**Consigne de l'exercice**
Dans l'extrait sur Télésat, recopiez le passage compris entre « En 2007, nous » et « beaucoup plus importante. », inclus, en changeant « croissance interne » en « croissance organique ».

Jusqu'à 2007, toute l'expansion s'est faite par croissance interne, simplement en construisant un satellite après l'autre, en les mettant en orbite, en établissant la base de l'entreprise, en trouvant des sources de revenus, ce genre de choses. Puis, en 2007, lorsque Bell Canada a vendu Télésat, l'une des entreprises qui ont fait notre acquisition — c'était Investissements PSP, la caisse de pension canadienne — et Loral...
Loral possédait un petit exploitant de services par satellite qui n'avait pas réellement de marché en Amérique du Nord. J'ai mentionné que deux de nos satellites ont été autorisés par la FCC, un au Brésil et l'autre aux Tonga. Ces deux satellites provenaient de Loral.
En 2007, nous avons acquis cette entreprise et nous l'avons intégrée à Télésat — puisque Télésat était plus grande — et du jour au lendemain, notre constellation de satellites a augmenté de 50 p. 100, tandis que la couverture géographique est passée de l'Amérique du Nord au monde entier. Maintenant, notre couverture mondiale est inférieure; nous n'avons que quelques satellites qui desservent le marché outre-mer.
C'est donc ainsi que nous avons réussi à prendre l'expansion que nous connaissons aujourd'hui: d'abord par une forte croissance interne, et ensuite par la fusion avec Loral, qui nous a permis de nous hisser à une position mondiale beaucoup plus importante.
Depuis la fusion, nous avons lancé au moins quatre autres satellites. J'ai déjà mentionné que nous en avions deux autres en construction, et un troisième à venir. C'est donc une combinaison de ces deux facteurs.
Et j'ai l'intention d'aller plus loin, par la croissance interne, mais aussi par la croissance externe, qui doit venir la compléter et l'accélérer; c'est d'ailleurs dans ce domaine que les restrictions doivent être levées.

**Données disponibles**
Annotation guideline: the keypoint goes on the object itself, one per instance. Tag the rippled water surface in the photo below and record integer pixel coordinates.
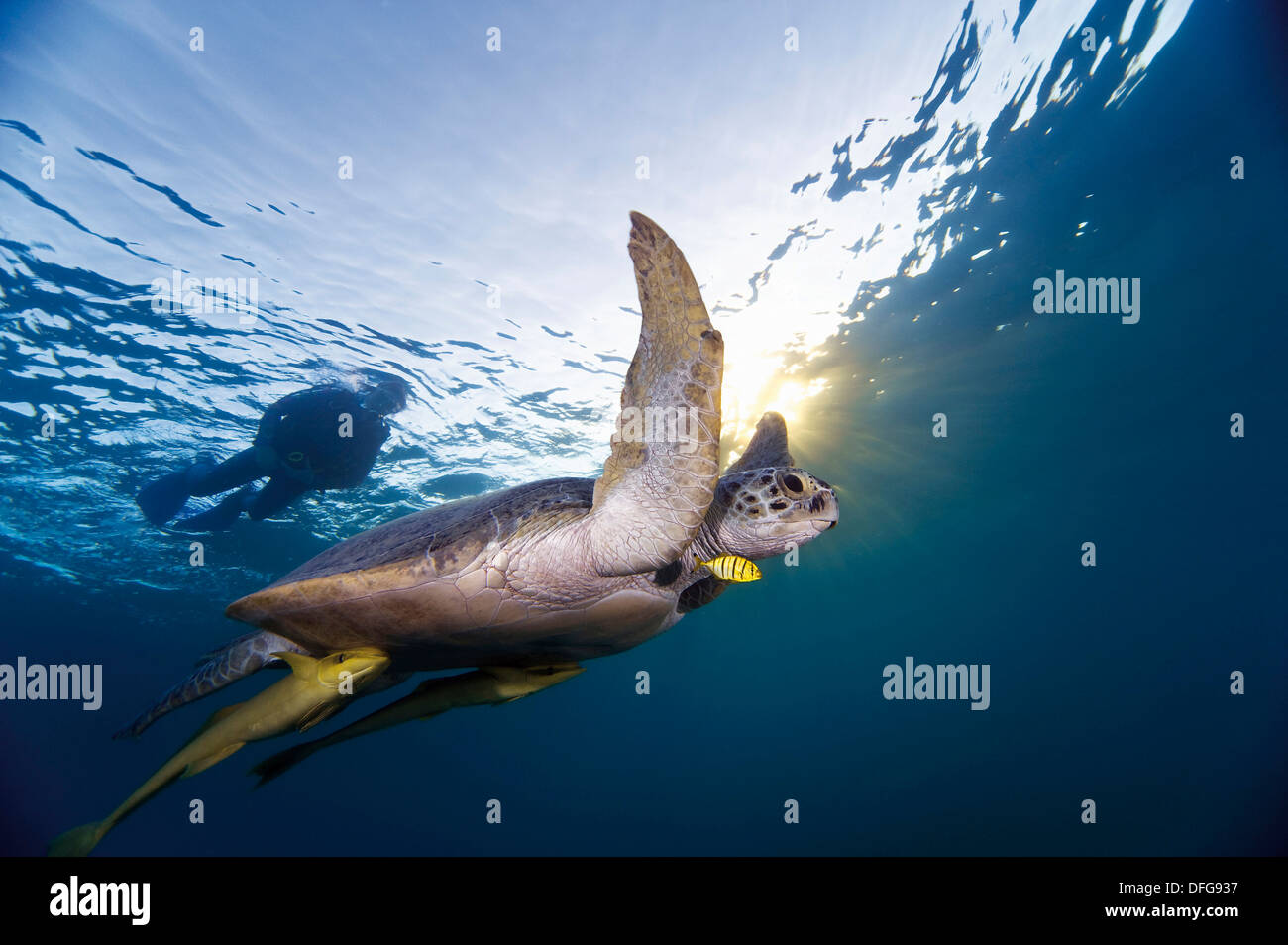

**Réponse à l'exercice**
En 2007, nous avons acquis cette entreprise et nous l'avons intégrée à Télésat — puisque Télésat était plus grande — et du jour au lendemain, notre constellation de satellites a augmenté de 50 p. 100, tandis que la couverture géographique est passée de l'Amérique du Nord au monde entier. Maintenant, notre couverture mondiale est inférieure; nous n'avons que quelques satellites qui desservent le marché outre-mer.
C'est donc ainsi que nous avons réussi à prendre l'expansion que nous connaissons aujourd'hui: d'abord par une forte croissance organique, et ensuite par la fusion avec Loral, qui nous a permis de nous hisser à une position mondiale beaucoup plus importante.